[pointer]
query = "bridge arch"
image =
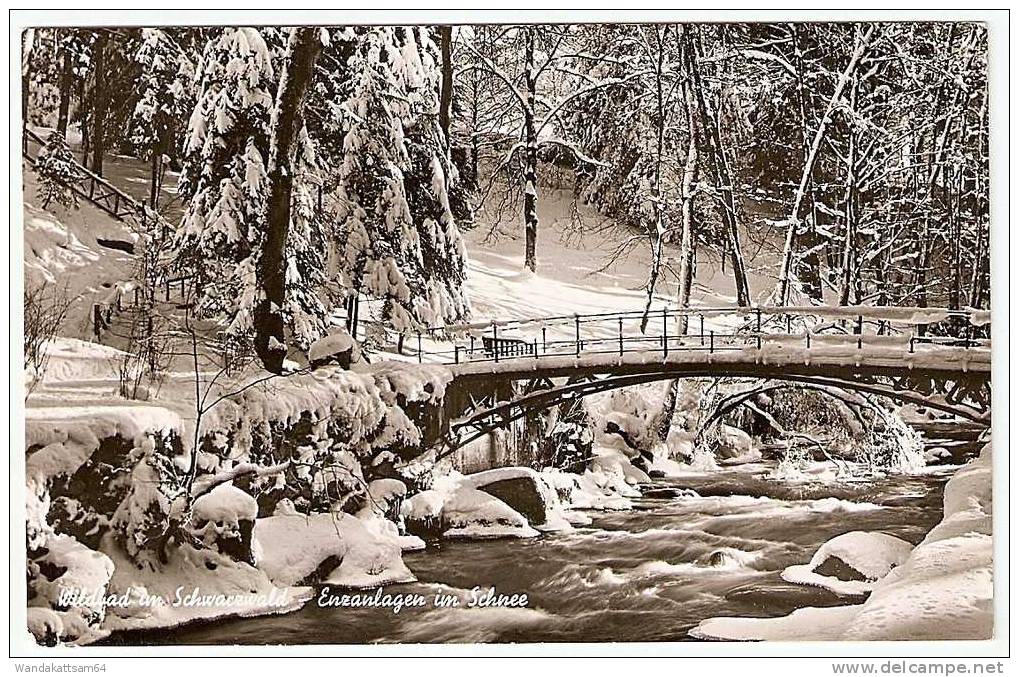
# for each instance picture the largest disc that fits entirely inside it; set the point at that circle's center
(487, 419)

------------------------------------

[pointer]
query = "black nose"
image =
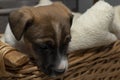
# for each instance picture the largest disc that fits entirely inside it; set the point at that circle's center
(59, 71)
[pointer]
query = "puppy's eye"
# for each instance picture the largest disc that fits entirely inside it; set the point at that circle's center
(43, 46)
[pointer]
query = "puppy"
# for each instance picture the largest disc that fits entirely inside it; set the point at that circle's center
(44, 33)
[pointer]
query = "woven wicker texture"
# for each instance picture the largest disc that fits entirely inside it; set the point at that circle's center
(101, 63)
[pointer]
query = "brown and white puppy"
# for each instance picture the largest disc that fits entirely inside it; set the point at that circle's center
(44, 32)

------------------------------------

▶ _INSTRUCTIONS TO FOLLOW_: Pick out and copy every line of the items above that contains the string "puppy". Case counts, so match only lines where it appears with the same capitalization.

▶ _THE RESULT_:
query = "puppy's eye"
query = "puppy"
query = "brown and white puppy"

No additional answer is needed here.